• _Try it_
The records come next. Copy all of them exactly.

• _Materials provided_
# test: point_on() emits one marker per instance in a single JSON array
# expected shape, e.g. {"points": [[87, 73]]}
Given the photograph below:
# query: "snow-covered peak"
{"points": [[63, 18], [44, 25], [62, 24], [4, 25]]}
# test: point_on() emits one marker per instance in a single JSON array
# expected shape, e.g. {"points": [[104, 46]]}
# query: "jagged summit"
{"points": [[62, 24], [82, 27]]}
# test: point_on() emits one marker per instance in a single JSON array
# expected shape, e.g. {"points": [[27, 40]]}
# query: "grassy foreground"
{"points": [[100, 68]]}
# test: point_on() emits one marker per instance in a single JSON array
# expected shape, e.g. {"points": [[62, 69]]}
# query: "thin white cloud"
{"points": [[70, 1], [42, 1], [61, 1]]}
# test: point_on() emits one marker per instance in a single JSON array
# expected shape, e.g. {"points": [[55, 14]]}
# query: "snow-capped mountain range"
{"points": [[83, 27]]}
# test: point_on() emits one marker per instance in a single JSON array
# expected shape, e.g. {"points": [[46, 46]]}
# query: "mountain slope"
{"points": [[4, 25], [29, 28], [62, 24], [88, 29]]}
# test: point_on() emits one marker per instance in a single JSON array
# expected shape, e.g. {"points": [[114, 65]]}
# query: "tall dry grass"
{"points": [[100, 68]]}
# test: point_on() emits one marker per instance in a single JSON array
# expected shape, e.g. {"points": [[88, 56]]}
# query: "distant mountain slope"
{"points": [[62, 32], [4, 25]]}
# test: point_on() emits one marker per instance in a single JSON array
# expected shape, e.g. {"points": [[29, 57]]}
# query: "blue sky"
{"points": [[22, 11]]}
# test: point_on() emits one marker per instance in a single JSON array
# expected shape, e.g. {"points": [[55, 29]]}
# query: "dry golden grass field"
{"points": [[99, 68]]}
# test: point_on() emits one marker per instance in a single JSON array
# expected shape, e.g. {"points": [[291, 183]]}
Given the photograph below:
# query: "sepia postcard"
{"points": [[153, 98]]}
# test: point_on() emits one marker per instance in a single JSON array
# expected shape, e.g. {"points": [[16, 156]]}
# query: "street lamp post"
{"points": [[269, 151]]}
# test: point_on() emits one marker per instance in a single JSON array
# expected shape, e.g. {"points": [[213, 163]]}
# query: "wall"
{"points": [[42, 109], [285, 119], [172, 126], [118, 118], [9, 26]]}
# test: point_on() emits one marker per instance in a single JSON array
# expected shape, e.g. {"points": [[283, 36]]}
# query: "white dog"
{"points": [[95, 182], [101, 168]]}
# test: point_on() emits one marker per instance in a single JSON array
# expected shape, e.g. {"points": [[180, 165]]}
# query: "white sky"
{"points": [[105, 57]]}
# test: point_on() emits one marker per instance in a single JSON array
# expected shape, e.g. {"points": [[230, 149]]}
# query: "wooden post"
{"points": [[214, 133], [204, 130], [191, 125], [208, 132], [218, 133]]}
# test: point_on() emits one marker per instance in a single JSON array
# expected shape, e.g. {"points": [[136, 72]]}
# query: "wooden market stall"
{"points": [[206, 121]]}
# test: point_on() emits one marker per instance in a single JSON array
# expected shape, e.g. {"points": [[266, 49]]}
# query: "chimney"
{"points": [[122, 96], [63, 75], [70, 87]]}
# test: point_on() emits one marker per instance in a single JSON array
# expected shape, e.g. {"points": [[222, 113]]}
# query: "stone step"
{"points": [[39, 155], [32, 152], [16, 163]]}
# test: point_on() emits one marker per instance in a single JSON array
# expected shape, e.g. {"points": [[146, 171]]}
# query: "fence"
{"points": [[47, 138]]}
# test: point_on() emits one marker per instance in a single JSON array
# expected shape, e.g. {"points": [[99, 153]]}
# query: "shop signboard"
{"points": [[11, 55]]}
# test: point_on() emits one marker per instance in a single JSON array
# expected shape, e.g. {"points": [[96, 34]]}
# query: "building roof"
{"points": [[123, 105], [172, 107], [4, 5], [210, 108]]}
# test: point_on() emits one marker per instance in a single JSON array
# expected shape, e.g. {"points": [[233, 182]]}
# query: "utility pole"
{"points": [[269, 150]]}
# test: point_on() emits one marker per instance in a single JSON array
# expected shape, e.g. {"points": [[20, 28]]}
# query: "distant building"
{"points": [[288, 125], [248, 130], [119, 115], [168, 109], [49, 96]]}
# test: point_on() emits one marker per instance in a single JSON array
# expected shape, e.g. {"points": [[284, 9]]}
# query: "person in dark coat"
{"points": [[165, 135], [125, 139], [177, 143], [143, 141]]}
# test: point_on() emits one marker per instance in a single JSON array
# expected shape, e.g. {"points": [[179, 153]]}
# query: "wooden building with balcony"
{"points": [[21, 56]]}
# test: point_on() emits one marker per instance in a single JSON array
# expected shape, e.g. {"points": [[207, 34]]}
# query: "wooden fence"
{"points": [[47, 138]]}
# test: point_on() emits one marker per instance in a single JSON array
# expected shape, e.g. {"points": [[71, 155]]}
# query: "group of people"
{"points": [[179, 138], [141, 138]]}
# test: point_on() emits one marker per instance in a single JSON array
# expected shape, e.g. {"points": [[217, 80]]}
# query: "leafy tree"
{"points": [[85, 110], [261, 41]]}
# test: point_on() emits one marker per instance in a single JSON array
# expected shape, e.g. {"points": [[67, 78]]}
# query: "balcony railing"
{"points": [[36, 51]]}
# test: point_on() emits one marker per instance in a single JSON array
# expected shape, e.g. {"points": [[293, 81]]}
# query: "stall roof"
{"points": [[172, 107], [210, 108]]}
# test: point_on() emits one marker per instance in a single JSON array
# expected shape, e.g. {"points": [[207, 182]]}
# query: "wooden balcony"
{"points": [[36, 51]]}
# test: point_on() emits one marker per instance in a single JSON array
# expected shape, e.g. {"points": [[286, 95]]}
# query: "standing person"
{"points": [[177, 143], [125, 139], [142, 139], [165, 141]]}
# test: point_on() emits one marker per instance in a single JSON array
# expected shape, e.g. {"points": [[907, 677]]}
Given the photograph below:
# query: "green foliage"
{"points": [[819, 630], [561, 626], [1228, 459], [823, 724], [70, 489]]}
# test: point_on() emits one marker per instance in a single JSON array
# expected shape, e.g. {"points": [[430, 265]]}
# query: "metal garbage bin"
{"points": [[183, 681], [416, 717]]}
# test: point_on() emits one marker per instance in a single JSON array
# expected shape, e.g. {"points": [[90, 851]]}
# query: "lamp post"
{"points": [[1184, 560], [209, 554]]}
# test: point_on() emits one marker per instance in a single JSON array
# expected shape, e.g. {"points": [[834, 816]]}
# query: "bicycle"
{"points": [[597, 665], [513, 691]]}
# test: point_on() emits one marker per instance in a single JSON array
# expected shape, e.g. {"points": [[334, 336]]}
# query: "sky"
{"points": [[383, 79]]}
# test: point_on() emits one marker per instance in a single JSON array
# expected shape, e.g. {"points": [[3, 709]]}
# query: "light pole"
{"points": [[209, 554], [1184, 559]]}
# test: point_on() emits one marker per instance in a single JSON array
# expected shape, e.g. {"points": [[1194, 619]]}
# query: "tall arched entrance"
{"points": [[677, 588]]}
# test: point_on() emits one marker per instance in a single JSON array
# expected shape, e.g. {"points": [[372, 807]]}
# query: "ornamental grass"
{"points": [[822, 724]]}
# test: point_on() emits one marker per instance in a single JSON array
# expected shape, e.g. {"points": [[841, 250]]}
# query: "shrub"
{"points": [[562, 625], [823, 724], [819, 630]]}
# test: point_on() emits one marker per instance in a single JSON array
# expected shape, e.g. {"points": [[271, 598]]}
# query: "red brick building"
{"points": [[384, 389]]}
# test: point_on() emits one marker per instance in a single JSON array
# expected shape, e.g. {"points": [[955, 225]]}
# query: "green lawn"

• _Result of the exercise_
# test: point_on() emits one marker per instance in a single JSON array
# expected shape, e.g. {"points": [[87, 73]]}
Given the photograph below:
# query: "snow-covered peak"
{"points": [[63, 18], [44, 25], [62, 24], [4, 25]]}
# test: point_on() emits one marker per instance in a single JSON array
# expected shape, e.g. {"points": [[104, 46]]}
# query: "jagged summit"
{"points": [[62, 24], [82, 27]]}
# test: point_on() emits one marker per instance in a single JSON array
# expected shape, e.g. {"points": [[27, 40]]}
# query: "grassy foreground"
{"points": [[100, 68]]}
# test: point_on() emits one marker per instance in a single JSON array
# expected shape, e.g. {"points": [[62, 69]]}
# query: "thin white cloud"
{"points": [[70, 1], [42, 1], [61, 1]]}
# test: point_on() emits one marker per instance in a single JSON array
# expected shape, e.g. {"points": [[55, 14]]}
# query: "snow-capped mountain range"
{"points": [[83, 27]]}
# test: point_on() emits one marker per instance in a single JSON array
# expected shape, e.g. {"points": [[46, 46]]}
# query: "mountain slope"
{"points": [[4, 25], [29, 28], [62, 24], [88, 29]]}
# test: point_on() emits one marker per instance in a single JSON array
# expected shape, e.g. {"points": [[114, 65]]}
# query: "tall dry grass"
{"points": [[100, 68]]}
# test: point_on() emits one marker per instance in a single JSON array
# expected shape, e.g. {"points": [[88, 56]]}
# query: "distant mountain slope"
{"points": [[62, 32], [4, 25]]}
# test: point_on() emits one marker per instance in a single JSON array
# expected shape, e.g. {"points": [[29, 57]]}
# query: "blue sky"
{"points": [[22, 11]]}
# test: point_on() emits one marker per instance in a single JSON array
# expected shape, e.g. {"points": [[55, 29]]}
# query: "dry golden grass field"
{"points": [[99, 68]]}
# test: point_on() emits one marker per instance in a single JSON array
# expected shape, e.g. {"points": [[291, 183]]}
Given the photograph below:
# query: "sepia postcard"
{"points": [[153, 98]]}
# test: point_on() emits one marker per instance in a single JSON array
# expected shape, e.g. {"points": [[16, 156]]}
# query: "street lamp post"
{"points": [[269, 151]]}
# test: point_on() emits one marker per instance in a single JSON array
# expected shape, e.g. {"points": [[213, 163]]}
# query: "wall"
{"points": [[42, 109], [285, 119], [172, 126], [118, 118], [9, 26]]}
# test: point_on() emits one marker per instance in a single JSON array
# expected shape, e.g. {"points": [[283, 36]]}
# query: "white dog"
{"points": [[95, 182], [101, 168]]}
# test: point_on() emits one marker per instance in a single JSON array
# expected shape, e.g. {"points": [[180, 165]]}
# query: "white sky"
{"points": [[105, 57]]}
# test: point_on() emits one marker per instance in a single JSON array
# expected shape, e.g. {"points": [[230, 149]]}
# query: "wooden post"
{"points": [[214, 133], [204, 130], [191, 125], [208, 132], [218, 133]]}
# test: point_on() emits one marker per instance in a single JSON array
# expected shape, e.g. {"points": [[136, 72]]}
# query: "wooden market stall"
{"points": [[206, 121]]}
# test: point_on() emits one marker per instance in a single JSON array
# expected shape, e.g. {"points": [[266, 49]]}
# query: "chimney"
{"points": [[122, 96], [63, 75], [70, 87]]}
# test: point_on() emits one marker per instance in a single JSON array
# expected shape, e.g. {"points": [[222, 113]]}
# query: "stone step"
{"points": [[39, 155], [32, 152], [16, 163]]}
# test: point_on() emits one marker per instance in a single JSON array
# expected shape, e.g. {"points": [[146, 171]]}
# query: "fence"
{"points": [[47, 138]]}
# test: point_on() emits one marker per instance in a single JSON array
# expected shape, e.g. {"points": [[99, 153]]}
# query: "shop signboard"
{"points": [[11, 55]]}
# test: point_on() emits one marker per instance in a single JSON array
# expected shape, e.g. {"points": [[96, 34]]}
# query: "building roof"
{"points": [[123, 105], [172, 107], [4, 5], [210, 108]]}
# test: point_on() emits one marker per instance in a single JSON array
# expected shape, e.g. {"points": [[233, 182]]}
# query: "utility pole"
{"points": [[269, 150]]}
# test: point_on() emits one marker per instance in a single JSON array
# expected shape, e.g. {"points": [[20, 28]]}
# query: "distant building"
{"points": [[288, 125], [248, 130], [119, 115], [168, 109], [49, 96]]}
# test: point_on() emits one marker per instance in a single JSON array
# expected shape, e.g. {"points": [[284, 9]]}
# query: "person in dark coat"
{"points": [[165, 135], [125, 139], [177, 143], [143, 141]]}
# test: point_on() emits one marker per instance in a single JSON array
# expected shape, e.g. {"points": [[179, 153]]}
# query: "wooden building with balcony"
{"points": [[21, 56]]}
# test: point_on() emits one marker per instance in a single JSON array
# expected shape, e.g. {"points": [[207, 34]]}
# query: "wooden fence"
{"points": [[47, 138]]}
# test: point_on() emits one marker per instance in a single JSON array
# expected shape, e.g. {"points": [[71, 155]]}
# query: "group of people"
{"points": [[179, 138], [141, 138]]}
# test: point_on() emits one marker per instance in a single JSON array
# expected shape, e.g. {"points": [[217, 80]]}
# query: "leafy tree"
{"points": [[85, 110], [261, 41]]}
# test: point_on() emits one marker per instance in a single JSON array
# expected shape, e.g. {"points": [[67, 78]]}
# query: "balcony railing"
{"points": [[36, 51]]}
# test: point_on() emits one marker per instance in a single JSON array
# expected shape, e.g. {"points": [[293, 81]]}
# query: "stall roof"
{"points": [[172, 107], [210, 108]]}
# test: point_on() emits one marker per instance in a single JSON array
# expected shape, e.g. {"points": [[207, 182]]}
# query: "wooden balcony"
{"points": [[36, 51]]}
# test: point_on() emits one marker per instance in a single JSON array
# expected shape, e.g. {"points": [[286, 95]]}
# query: "standing person"
{"points": [[177, 143], [125, 139], [142, 139], [165, 141]]}
# test: point_on() emits one marker per instance in a single JSON array
# expected shape, e.g. {"points": [[907, 677]]}
Given the photograph below:
# query: "green foliage"
{"points": [[819, 630], [561, 626], [1228, 459], [823, 724], [70, 489]]}
# test: point_on() emits one marker per instance in a single JSON array
# expected shape, e.g. {"points": [[430, 265]]}
# query: "metal garbage bin"
{"points": [[183, 681], [416, 717]]}
# test: point_on() emits one marker per instance in a single JSON array
# expected shape, e.g. {"points": [[90, 851]]}
# query: "lamp post"
{"points": [[1184, 560], [209, 554]]}
# test: point_on() emits one marker per instance in a single JSON array
# expected shape, e.g. {"points": [[834, 816]]}
# query: "bicycle"
{"points": [[597, 665], [513, 691]]}
# test: point_on() emits one marker per instance in a single JSON array
# expected shape, e.g. {"points": [[334, 336]]}
# query: "sky"
{"points": [[383, 79]]}
# test: point_on() emits one marker per instance in a single JSON array
# expected shape, e.g. {"points": [[3, 709]]}
# query: "light pole"
{"points": [[209, 554], [1184, 559]]}
# test: point_on() emits one marker per instance in a single JSON array
# expected shape, e.g. {"points": [[1194, 619]]}
# query: "tall arched entrance"
{"points": [[677, 588]]}
# test: point_on() emits one marker per instance in a single JSON array
# expected shape, e.g. {"points": [[372, 807]]}
# query: "ornamental grass"
{"points": [[822, 724]]}
# test: point_on() emits one marker per instance in a single JSON array
# expected shape, e.g. {"points": [[841, 250]]}
# query: "shrub"
{"points": [[562, 625], [823, 724], [819, 630]]}
# test: point_on() emits one marker per instance in a single JSON array
# expected shape, e.g. {"points": [[271, 598]]}
# query: "red brick building"
{"points": [[384, 389]]}
# test: point_on() emits one marker per instance in a single JSON array
# expected shape, e.g. {"points": [[955, 225]]}
# query: "green lawn"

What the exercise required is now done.